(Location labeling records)
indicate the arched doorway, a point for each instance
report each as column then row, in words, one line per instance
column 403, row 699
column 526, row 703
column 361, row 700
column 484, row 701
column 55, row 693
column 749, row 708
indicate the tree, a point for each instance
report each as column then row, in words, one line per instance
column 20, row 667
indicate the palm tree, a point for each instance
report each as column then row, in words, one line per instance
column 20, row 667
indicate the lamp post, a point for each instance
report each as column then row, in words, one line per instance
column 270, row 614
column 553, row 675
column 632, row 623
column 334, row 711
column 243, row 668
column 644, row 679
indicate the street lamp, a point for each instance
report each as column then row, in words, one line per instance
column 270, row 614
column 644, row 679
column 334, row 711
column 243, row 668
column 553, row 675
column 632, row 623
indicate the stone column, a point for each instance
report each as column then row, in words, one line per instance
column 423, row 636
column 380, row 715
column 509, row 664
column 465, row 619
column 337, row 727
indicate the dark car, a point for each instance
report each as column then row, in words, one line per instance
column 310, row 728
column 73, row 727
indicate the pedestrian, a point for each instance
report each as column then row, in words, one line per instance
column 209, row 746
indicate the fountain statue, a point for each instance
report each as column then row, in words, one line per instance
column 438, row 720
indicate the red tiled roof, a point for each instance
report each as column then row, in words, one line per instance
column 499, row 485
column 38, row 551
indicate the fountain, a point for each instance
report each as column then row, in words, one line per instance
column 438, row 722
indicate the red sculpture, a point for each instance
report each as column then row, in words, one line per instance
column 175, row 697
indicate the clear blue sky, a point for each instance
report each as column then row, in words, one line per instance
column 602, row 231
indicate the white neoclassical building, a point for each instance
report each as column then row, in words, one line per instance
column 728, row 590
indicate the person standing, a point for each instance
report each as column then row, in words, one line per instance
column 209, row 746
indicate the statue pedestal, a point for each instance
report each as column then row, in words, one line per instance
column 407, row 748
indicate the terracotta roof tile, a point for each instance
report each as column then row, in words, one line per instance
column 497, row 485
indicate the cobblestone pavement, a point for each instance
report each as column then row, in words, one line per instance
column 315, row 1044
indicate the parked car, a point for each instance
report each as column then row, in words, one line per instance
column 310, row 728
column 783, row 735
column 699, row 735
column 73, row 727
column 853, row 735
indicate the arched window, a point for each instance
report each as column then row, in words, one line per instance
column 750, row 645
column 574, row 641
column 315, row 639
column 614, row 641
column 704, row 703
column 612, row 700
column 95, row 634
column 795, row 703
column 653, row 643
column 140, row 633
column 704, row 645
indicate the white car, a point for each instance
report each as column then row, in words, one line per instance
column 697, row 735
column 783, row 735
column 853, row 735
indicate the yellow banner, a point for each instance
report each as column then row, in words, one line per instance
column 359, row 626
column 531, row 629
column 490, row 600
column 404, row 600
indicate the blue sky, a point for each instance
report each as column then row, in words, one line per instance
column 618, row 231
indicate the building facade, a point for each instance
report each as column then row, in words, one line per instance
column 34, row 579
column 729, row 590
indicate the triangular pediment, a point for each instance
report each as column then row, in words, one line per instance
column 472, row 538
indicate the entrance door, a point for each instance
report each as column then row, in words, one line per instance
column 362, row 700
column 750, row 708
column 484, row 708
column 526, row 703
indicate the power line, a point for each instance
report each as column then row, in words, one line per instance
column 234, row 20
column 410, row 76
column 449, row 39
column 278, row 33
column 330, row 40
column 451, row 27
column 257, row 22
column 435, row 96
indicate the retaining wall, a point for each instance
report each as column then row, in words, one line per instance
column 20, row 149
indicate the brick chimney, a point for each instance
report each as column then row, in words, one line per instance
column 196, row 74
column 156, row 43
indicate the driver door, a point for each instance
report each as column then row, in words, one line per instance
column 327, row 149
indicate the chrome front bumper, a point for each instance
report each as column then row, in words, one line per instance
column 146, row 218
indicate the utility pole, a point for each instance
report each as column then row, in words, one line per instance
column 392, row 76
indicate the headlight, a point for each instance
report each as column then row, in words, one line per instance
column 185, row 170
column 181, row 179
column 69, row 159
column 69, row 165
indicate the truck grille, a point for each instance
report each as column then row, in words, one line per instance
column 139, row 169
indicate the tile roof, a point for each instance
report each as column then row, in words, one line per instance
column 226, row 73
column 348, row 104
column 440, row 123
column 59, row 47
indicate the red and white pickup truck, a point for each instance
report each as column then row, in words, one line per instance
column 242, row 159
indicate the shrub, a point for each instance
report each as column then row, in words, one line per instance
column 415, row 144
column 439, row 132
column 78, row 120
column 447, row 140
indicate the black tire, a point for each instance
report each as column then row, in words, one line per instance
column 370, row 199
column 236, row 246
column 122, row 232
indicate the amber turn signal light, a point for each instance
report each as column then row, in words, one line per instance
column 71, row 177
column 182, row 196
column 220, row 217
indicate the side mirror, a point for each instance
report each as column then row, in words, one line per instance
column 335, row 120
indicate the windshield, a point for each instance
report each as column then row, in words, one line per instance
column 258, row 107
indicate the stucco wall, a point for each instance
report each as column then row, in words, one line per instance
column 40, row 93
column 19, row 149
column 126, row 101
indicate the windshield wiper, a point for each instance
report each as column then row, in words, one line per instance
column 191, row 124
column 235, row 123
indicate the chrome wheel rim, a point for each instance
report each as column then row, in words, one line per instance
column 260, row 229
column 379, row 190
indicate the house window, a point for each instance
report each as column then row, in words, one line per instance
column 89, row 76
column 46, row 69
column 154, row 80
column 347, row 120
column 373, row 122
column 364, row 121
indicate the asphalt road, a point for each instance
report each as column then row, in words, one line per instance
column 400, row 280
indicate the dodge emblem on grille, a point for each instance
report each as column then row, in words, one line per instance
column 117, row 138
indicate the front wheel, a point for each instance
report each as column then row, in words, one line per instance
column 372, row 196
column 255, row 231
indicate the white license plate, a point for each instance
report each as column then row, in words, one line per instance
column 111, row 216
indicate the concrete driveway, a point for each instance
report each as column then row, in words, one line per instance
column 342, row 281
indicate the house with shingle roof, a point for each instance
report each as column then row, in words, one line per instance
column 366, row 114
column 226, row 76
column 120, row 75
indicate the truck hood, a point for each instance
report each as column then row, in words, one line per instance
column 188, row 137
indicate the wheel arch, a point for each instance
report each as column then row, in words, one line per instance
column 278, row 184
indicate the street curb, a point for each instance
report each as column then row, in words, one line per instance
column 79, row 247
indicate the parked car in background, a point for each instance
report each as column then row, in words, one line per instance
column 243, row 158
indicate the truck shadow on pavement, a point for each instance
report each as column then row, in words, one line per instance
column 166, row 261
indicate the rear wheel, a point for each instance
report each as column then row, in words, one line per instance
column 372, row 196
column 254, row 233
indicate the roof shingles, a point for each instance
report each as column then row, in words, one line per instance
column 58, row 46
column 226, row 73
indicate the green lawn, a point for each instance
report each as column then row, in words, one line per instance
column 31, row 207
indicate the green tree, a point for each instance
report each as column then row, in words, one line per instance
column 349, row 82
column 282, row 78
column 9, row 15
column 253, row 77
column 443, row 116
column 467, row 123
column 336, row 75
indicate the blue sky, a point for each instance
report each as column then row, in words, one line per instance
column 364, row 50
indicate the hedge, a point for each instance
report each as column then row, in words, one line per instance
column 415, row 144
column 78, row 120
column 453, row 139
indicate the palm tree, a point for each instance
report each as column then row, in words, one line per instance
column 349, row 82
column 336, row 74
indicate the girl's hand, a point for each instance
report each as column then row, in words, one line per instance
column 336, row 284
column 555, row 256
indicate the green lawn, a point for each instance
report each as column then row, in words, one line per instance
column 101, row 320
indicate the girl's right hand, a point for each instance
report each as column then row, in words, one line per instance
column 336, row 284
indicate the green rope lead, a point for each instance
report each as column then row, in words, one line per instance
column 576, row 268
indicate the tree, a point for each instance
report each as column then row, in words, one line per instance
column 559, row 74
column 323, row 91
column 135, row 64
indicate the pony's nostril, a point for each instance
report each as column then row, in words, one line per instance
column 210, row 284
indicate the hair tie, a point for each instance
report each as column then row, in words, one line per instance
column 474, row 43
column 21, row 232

_Your task_: Reproduce the lines verbatim, from the line containing "indicate the truck grille, a" through the line containing "column 447, row 140", both ends included.

_Result_:
indicate the truck grille, a point for each instance
report each as column then row, in words, one line per instance
column 139, row 169
indicate the tile roof, a point for each instance
report each as column then row, in words, one line per instance
column 226, row 73
column 348, row 104
column 440, row 123
column 59, row 47
indicate the red and white pickup truck, a point for each instance
report each as column then row, in words, one line per instance
column 242, row 159
indicate the shrub, a point for each instance
report each as column then row, in words, one line per instance
column 415, row 144
column 439, row 132
column 78, row 120
column 447, row 140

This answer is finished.